Фрагмент текста:
Сьюзен Сонтаг - Против интерпретации и другие эссе
Но сюрреалистский подход может служить и другим целям, не ограничиваясь остроумием, будь то невозмутимое остроумие утонченности или наступательное остроумие сатиры. К нему можно относиться более серьезно, как к терапевтическому средству – инструменту перевоспитания чувств (в искусстве) или переделки характера (в психоанализе). Наконец, с его помощью можно вызывать ужас. Если смысл современного искусства – в открытии за фасадом повседневной логики алогичного мира снов, то от искусства, добившегося свободы сновидений, естественно ожидать и соответствующего эмоционального разнообразия. Есть сны остроумные, сны возвышающие, но есть и кошмары.

Требование 1:
Представьте в виде нумерованного списка строки из набора ниже, начиная со строки, содержащей «Q: In the photo», и заканчивая строкой, содержащей «x=32, y=170», включительно. Пустые строки не включайте.

Набор строк:
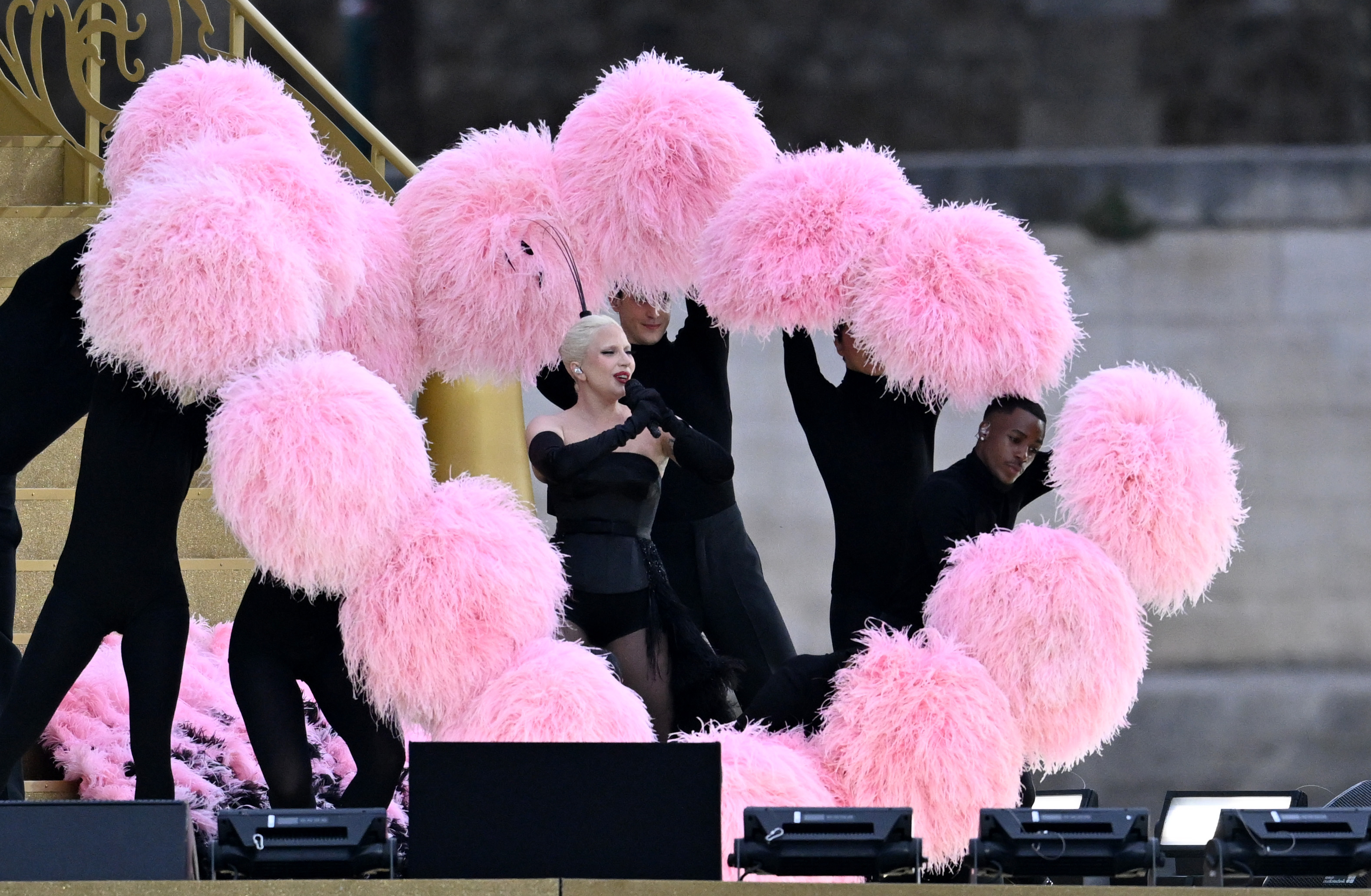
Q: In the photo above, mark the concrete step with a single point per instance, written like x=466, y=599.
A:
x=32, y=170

--

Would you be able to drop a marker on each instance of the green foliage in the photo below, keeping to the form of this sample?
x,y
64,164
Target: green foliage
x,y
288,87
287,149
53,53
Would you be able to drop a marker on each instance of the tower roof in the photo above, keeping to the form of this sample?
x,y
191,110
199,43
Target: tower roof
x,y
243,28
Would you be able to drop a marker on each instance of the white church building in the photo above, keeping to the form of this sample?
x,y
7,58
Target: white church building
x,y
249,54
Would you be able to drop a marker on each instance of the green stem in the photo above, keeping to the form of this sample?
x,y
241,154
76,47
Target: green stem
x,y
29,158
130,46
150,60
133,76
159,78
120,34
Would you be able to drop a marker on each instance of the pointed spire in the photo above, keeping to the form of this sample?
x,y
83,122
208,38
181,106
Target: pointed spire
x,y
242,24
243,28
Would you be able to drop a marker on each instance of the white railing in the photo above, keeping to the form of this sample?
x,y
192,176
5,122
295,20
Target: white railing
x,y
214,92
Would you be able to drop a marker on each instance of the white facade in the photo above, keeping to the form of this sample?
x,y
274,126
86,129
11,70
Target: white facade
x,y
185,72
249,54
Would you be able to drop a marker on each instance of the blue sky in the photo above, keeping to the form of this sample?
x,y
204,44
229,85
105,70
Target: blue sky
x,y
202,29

...

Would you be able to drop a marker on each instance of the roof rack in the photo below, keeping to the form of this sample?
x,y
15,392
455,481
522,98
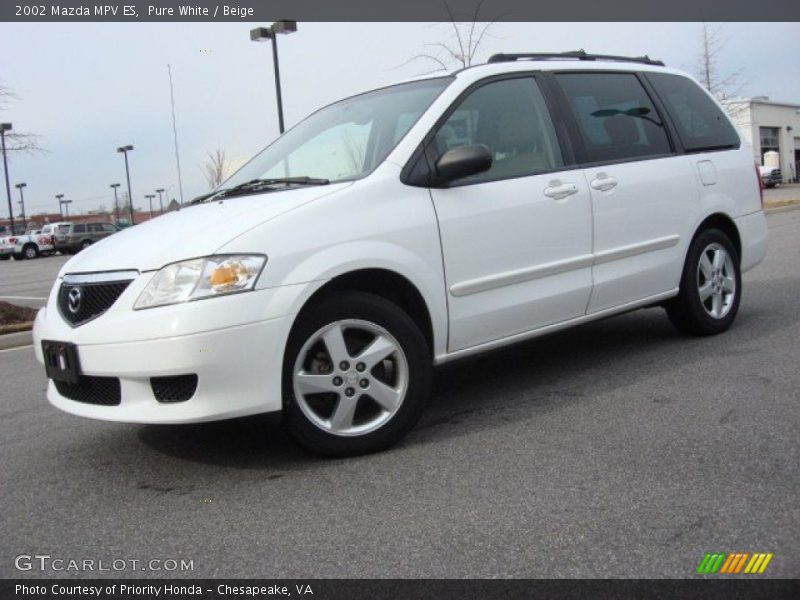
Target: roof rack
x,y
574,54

Требование 2:
Какие сны, помимо остроумных и возвышающих, названы во фрагменте о сюрреалистском подходе?

Ответ к заданию 1:
1. Q: In the photo above, mark the concrete step with a single point per instance, written like x=466, y=599.
2. A:
3. x=32, y=170

Ответ к заданию 2:
Кошмары.